— ESTRATTO DEL DOCUMENTO —
Se si escludono i suoi modi violenti, Fontaine è una perfetta rappresentazione del sogno di Ryan: senza alcun freno morale e con le proprie sole forze, compresa la lucidità di sfruttare biecamente le falle del sistema, si arricchisce offrendo ai compratori un prodotto che desiderano, guadagnandone così la stima. Eppure, Ryan, dopo un primo periodo in cui ne “difende” l’ascesa («Se non ti va quello che sta facendo Fontaine, beh, ti consiglio di trovare un modo di offrire un prodotto migliore»), decide di ostacolarlo con la forza dello Stato quando diventa abbastanza potente da essere una minaccia per lui. 

A parte tutto, è solo a me che sparare così tanti proiettili in una città sul fondo dell'oceano sembra poco saggio?

Righe tratte da un dataset
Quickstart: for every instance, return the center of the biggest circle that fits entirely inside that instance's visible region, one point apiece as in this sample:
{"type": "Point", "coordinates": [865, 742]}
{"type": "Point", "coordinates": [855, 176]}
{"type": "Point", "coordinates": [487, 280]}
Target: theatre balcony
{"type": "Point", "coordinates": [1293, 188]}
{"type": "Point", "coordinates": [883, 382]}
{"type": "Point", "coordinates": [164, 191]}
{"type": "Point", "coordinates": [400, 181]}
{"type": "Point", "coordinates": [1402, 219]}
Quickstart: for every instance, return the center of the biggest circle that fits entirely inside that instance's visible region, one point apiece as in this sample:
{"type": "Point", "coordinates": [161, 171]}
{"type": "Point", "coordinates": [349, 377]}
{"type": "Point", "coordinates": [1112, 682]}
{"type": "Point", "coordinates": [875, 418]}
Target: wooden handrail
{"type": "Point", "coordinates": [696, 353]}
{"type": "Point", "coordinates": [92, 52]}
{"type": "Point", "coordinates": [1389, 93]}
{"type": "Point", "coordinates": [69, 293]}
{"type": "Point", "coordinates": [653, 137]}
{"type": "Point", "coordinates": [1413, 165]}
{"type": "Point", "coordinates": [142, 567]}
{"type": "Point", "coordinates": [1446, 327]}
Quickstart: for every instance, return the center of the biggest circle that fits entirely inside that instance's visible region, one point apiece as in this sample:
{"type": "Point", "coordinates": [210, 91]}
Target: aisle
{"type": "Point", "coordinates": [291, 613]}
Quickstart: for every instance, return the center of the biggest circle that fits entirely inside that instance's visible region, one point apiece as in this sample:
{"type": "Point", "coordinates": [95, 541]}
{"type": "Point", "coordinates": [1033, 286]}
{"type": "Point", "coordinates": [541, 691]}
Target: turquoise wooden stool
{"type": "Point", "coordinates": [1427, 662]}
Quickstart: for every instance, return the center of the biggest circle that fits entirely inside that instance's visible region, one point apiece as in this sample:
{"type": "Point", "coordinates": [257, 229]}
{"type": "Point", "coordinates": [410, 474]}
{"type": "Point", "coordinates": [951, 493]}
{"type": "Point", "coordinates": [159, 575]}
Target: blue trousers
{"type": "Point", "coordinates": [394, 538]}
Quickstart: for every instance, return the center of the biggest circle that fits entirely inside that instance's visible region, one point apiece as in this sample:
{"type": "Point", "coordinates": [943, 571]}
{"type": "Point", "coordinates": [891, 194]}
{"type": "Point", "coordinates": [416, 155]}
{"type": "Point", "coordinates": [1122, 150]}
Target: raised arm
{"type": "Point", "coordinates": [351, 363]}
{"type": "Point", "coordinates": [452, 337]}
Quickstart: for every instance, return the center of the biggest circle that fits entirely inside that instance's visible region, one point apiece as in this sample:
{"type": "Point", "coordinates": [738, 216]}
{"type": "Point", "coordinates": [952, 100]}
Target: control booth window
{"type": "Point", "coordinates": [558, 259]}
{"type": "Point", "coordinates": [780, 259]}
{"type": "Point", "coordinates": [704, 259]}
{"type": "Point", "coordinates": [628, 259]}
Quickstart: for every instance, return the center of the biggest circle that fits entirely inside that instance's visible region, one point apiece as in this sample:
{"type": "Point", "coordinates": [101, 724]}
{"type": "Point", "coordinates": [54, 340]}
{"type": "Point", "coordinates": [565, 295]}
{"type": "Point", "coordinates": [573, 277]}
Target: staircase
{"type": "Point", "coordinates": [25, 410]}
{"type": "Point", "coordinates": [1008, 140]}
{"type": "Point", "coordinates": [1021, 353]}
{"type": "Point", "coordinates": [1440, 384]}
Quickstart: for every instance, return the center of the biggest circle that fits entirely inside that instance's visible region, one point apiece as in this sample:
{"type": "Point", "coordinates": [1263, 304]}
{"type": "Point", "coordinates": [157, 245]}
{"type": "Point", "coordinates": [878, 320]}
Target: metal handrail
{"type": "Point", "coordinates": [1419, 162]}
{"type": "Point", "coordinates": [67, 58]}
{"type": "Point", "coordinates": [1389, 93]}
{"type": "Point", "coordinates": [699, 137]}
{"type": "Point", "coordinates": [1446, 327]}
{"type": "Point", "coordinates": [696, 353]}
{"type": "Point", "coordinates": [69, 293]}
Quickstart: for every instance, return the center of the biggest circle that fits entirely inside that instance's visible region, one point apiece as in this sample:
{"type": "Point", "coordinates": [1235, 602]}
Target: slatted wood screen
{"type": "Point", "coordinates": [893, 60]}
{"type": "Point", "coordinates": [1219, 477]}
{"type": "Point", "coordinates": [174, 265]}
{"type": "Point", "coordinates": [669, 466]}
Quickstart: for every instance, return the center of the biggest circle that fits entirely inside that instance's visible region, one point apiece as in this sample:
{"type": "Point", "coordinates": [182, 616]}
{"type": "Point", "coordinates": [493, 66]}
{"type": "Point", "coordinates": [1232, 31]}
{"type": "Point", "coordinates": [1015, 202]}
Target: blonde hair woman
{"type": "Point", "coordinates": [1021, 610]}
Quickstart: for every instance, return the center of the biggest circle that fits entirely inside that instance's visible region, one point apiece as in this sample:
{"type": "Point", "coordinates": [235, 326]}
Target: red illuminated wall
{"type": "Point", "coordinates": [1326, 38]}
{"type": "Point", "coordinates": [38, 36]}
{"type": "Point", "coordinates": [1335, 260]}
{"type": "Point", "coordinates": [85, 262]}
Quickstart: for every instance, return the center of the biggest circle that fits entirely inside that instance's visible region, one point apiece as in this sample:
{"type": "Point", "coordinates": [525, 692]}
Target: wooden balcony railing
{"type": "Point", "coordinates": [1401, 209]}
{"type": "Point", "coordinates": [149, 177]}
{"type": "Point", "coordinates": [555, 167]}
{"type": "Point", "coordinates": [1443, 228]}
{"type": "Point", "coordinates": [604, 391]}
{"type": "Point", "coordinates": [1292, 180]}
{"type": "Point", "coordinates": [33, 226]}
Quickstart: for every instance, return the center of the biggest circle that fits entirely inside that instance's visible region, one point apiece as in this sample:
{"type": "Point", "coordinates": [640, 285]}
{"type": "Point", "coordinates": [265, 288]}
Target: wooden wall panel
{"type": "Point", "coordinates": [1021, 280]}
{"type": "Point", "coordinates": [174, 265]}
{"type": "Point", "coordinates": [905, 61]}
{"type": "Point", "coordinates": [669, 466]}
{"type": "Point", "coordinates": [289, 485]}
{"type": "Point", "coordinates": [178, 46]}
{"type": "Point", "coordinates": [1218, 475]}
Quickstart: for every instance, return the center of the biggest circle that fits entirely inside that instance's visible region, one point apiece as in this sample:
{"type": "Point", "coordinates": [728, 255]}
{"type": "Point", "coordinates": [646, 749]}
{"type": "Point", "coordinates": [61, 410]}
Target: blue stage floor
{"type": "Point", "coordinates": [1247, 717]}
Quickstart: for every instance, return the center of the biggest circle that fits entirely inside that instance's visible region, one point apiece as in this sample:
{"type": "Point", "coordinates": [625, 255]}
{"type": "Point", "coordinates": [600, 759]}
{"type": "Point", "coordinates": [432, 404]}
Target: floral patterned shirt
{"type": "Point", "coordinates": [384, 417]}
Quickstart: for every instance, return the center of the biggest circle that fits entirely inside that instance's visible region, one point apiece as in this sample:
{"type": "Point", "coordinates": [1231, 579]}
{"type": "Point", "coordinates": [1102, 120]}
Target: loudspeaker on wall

— OBIETTIVO DELL'ESERCIZIO —
Puoi ricopiare fedelmente dal brano su Fontaine e Ryan il tratto compreso tra "Se si escludono" e "minaccia per lui.", estremi inclusi?

— SOLUZIONE —
Se si escludono i suoi modi violenti, Fontaine è una perfetta rappresentazione del sogno di Ryan: senza alcun freno morale e con le proprie sole forze, compresa la lucidità di sfruttare biecamente le falle del sistema, si arricchisce offrendo ai compratori un prodotto che desiderano, guadagnandone così la stima. Eppure, Ryan, dopo un primo periodo in cui ne “difende” l’ascesa («Se non ti va quello che sta facendo Fontaine, beh, ti consiglio di trovare un modo di offrire un prodotto migliore»), decide di ostacolarlo con la forza dello Stato quando diventa abbastanza potente da essere una minaccia per lui.